Document text:
###
The Broadsheet

B R O A D S H E E T

Broadsheet

think

create

sell

READ

teach

gossip

Broad
Universe

 

24 October 2005

Someone Has To Be First: An Interview with Nuria C. Botey
by Sue Burke

www.sue.burke.name

Sue Burke - photo by Grace O'Malley
Sue Burke lives and writes in Madrid, Spain.
Photo by Grace O'Malley

star image

Can Spaniards write speculative fiction, or does the genre belong to "Anglo-Saxon" culture? For Anglo-Saxon (English-speaking) writers and readers, the question may seem odd, but it's a question they only recently stopped asking in Spain. For most of the 20th century, there were only a handful of writers, all male, and they usually used Anglo-Saxon pen names. For example, between 1953 and 1978, Pascual Enguídanos Usachs published his 59-novel space opera series The Aznar Saga under the name of George H. White. Only in the 1980s did "made in Spain" science fiction, fantasy, and horror become possible.

The lack of a long-standing writing community seems to be the reason why almost all Spanish genre writers are male. At most a dozen writers are women—not due to any apparent sexism but simply because someone has to be first, and these women are it.

Science itself still has "an unmistakably American flavor" because America dominates the scientific community, says Lola Robles, author of two science fiction novels. Some things have changed, though. The natural setting for stories used to be somewhere far away and exotic like New York City or Mars rather than Madrid, "but with globalization nothing is far away," she says. The barriers have fallen for books set in Spain with characters named Marta or Pablo or Rodríguez.

Because science is still a bit alien, most genre authors write fantasy, and fantasy sells better, but even so, centuries of tradition have erected another hurdle: "Realism is the 'good' literature in Spain," as Robles puts it. People often ask her, "Why don't you write something serious?" Or they read her work and tell her it's mainstream, not science fiction. In the U.S. and Britain, some newspapers will review genre books and some universities will teach speculative fiction as literature, but it doesn't happen in Spain.

Despite these problems, Robles, who helps coordinate the Women's Library in Madrid and wrote the Bibliography of Women Science Fiction Writers, says the situation for women on the cusp of change, despite yet another hurdle. The Spanish market for science fiction, fantasy and horror is small and weighted toward English-language authors. According to the registry of the Asociación Española de Fantasía, Ciencia Ficción y Terror, in 2002, 44 novels were published by Spanish authors and 147 by foreign authors, mostly American and British. Many Spanish writers must enter the mainstream for money and recognition.

This leaves women with few role models, Robles says, "but I think they have lots of possibility in the future." Spain has some top-quality writers, both male and female, and if they can become well known, she says, women will be encouraged to write. The Internet is giving writers new ways to reach readers. Moreover, in her experience, compared to mainstream publishers, genre publishers are more open to new writers—and without regard to gender. Writers need a connection to be considered by major houses, "while in science fiction, the publishers at least read the manuscripts they get."

Robles' latest novel, The Monteverde Report, draws on her soft sciences background as a linguist to weave a tale of extraterrestrial investigation, and when it was presented this spring with the panel discussion and party—the tradition in Spain—the publisher got a surprise: for the first time in his twenty years of experience, almost all the audience was women.
###
In the interview about Spanish speculative fiction, shorten the paragraph that begins "Because science is still a bit alien" and keep its main facts. The material has nothing to do with the interview about Spanish speculative fiction.
###
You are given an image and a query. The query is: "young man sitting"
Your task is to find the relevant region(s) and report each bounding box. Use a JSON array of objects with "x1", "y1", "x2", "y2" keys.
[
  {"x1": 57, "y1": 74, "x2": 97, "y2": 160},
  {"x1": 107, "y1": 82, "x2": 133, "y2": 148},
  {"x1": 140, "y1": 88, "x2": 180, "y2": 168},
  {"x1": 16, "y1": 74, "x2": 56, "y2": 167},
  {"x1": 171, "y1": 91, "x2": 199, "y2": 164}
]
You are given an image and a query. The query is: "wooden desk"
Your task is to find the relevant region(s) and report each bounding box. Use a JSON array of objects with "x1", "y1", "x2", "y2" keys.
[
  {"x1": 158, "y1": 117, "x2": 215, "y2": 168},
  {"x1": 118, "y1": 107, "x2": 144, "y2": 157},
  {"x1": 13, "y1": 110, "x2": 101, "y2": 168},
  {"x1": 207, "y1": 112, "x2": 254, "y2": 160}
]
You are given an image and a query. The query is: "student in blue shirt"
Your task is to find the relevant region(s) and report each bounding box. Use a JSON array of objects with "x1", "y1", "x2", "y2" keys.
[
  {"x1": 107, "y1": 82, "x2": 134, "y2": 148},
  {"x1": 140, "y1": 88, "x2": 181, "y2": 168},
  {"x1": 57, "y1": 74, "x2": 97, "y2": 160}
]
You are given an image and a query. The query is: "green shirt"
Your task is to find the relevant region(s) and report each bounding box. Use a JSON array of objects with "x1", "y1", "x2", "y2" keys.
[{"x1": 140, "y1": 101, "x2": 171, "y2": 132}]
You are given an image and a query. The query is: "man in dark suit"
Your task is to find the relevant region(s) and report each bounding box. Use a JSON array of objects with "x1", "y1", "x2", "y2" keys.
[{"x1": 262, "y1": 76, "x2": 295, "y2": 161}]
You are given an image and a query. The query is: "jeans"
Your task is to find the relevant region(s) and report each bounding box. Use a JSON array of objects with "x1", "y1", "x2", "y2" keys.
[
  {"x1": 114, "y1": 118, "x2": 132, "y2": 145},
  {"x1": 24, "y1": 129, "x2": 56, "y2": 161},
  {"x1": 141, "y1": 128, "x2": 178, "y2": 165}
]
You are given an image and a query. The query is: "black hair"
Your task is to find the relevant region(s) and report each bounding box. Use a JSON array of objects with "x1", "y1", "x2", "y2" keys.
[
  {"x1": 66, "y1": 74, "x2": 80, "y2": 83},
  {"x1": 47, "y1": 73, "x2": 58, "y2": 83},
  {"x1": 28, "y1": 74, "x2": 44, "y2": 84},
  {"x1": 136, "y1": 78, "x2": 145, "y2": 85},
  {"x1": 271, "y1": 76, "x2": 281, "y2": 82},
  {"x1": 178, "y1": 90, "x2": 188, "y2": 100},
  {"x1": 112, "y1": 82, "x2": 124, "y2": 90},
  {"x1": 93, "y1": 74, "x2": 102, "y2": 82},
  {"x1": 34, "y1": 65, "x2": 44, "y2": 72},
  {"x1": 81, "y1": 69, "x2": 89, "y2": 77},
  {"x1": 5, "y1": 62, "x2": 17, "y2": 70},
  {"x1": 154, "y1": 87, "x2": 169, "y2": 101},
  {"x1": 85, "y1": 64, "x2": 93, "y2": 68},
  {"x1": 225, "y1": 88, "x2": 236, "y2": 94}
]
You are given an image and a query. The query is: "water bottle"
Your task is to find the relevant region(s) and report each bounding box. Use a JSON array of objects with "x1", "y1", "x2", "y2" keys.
###
Solution for this task: Because science still seems somewhat alien, most Spanish genre authors write fantasy, which also sells better. Centuries of tradition add another hurdle: as Robles puts it, realism is the "good" literature in Spain. People ask her why she doesn't write something serious, or they read her work and call it mainstream rather than science fiction. In the U.S. and Britain, some newspapers review genre books and some universities teach speculative fiction as literature, but that doesn't happen in Spain.